By Geoffrey York
When a discreet “invitation to bid” advertisement appeared in a South African newspaper this month, it was a shocking admission of defeat by one of the world’s most famous wildlife reserves.
Unable to protect its rhinos from ruthless gangs of poachers, Kruger Park has decided to auction as many as 500 animals to the highest bidder – in “batches of 20 or more,” as the advertisement said. Rhinos are already being darted, captured and relocated to an “intensive protection zone” at a secret location inside the park, while others will be sold to private game farms that can offer greater security.
Poaching has skyrocketed in recent years, feeding an apparently insatiable demand for rhino horn in Asia, primarily in Vietnam. Poachers in South Africa killed more than 1,000 rhinos last year, a dramatic rise from barely a dozen in 2007, and the death toll this year seems likely to rise again, with more than 820 already killed.
On the streets of Vietnam, rhino horn can sell for $65,000 (U.S.) a kilogram, making it more valuable than gold. Kruger Park, a huge South African national park as big as Israel, has suffered the greatest losses to poachers. More than 530 of its estimated 9,000 rhinos have been killed by poachers this year alone.
Elsewhere in Africa and Asia, rhino populations are even more severely endangered. When the body of a northern white rhino named Suni was discovered in Kenya last Friday, it meant that only six of that endangered species were still alive. As recently as 1960, there were 2,000 northern white rhinos.

**What is expected**
Quote the article on rhino poaching word for word, beginning at "By Geoffrey York" and stopping after "offer greater security.". The items that follow have no connection to the article on rhino poaching.

**Point-per-instance localization data**
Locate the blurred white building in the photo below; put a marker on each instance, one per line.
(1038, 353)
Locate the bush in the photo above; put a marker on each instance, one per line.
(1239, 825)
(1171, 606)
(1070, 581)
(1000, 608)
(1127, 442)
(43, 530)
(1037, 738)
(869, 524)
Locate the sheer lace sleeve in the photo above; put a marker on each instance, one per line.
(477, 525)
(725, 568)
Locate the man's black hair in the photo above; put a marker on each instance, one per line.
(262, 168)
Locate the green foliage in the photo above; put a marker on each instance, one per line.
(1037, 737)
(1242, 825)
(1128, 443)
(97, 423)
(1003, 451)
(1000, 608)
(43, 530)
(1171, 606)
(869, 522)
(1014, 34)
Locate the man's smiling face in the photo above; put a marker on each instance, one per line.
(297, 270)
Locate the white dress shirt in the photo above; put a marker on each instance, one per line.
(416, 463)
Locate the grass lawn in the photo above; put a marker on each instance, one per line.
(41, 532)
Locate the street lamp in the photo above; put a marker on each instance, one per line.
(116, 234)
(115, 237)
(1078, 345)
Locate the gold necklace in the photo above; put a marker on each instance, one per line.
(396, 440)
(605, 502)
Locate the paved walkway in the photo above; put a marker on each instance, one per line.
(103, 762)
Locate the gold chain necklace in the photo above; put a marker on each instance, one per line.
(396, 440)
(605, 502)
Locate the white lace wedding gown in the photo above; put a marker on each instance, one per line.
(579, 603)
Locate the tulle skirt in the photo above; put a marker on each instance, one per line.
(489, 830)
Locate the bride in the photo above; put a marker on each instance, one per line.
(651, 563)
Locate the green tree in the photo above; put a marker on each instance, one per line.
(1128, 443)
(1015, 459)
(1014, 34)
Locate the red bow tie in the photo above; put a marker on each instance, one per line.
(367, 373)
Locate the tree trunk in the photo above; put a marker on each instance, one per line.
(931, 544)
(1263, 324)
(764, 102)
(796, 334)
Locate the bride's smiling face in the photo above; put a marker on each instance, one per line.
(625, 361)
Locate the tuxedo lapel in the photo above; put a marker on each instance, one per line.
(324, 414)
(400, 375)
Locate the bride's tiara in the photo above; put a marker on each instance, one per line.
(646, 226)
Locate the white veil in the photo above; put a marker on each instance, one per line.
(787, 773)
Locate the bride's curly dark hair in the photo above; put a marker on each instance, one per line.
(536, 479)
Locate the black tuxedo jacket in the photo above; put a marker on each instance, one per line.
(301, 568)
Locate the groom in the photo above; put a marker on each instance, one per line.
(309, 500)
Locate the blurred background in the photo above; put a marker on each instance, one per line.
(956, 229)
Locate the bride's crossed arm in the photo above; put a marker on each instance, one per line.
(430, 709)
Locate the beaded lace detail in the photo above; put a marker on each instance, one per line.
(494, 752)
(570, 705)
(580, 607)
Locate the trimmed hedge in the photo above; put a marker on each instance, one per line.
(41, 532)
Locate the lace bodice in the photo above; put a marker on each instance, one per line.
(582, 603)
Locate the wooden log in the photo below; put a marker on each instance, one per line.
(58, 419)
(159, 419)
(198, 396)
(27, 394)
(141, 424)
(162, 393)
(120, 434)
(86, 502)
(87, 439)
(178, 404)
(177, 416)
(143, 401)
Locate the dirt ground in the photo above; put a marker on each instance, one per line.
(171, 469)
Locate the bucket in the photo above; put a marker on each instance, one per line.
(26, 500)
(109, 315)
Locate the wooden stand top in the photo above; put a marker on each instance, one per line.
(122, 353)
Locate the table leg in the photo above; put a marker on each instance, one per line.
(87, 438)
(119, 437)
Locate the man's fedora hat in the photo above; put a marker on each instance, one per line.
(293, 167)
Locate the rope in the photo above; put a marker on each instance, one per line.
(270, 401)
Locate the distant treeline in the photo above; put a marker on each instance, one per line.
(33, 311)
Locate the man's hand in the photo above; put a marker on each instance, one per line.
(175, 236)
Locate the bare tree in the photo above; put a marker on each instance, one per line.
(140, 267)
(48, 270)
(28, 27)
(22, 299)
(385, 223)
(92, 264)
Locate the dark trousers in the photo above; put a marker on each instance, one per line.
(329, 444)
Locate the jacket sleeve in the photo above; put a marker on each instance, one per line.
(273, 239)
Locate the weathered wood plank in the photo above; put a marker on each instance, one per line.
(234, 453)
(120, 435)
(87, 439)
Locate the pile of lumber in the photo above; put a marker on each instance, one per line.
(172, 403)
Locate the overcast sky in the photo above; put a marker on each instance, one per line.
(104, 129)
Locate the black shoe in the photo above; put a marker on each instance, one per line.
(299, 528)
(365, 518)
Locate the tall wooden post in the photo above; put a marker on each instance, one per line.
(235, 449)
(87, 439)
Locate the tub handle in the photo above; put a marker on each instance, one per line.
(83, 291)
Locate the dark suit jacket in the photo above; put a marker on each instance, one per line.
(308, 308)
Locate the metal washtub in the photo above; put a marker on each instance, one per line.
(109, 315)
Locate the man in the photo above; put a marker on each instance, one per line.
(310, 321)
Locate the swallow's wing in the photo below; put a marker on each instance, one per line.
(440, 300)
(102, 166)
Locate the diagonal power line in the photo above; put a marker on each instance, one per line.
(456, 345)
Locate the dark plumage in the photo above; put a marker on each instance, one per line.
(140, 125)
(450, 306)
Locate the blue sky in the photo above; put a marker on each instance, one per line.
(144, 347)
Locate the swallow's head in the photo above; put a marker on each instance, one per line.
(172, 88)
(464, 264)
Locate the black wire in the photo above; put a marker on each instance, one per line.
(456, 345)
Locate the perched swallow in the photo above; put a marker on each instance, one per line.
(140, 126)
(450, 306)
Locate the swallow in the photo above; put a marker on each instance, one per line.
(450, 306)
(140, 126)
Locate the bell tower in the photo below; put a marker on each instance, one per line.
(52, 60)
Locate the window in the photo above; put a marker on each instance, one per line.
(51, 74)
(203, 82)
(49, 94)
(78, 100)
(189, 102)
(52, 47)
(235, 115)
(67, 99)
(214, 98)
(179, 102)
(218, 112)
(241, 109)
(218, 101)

**Output below**
By Geoffrey York
When a discreet “invitation to bid” advertisement appeared in a South African newspaper this month, it was a shocking admission of defeat by one of the world’s most famous wildlife reserves.
Unable to protect its rhinos from ruthless gangs of poachers, Kruger Park has decided to auction as many as 500 animals to the highest bidder – in “batches of 20 or more,” as the advertisement said. Rhinos are already being darted, captured and relocated to an “intensive protection zone” at a secret location inside the park, while others will be sold to private game farms that can offer greater security.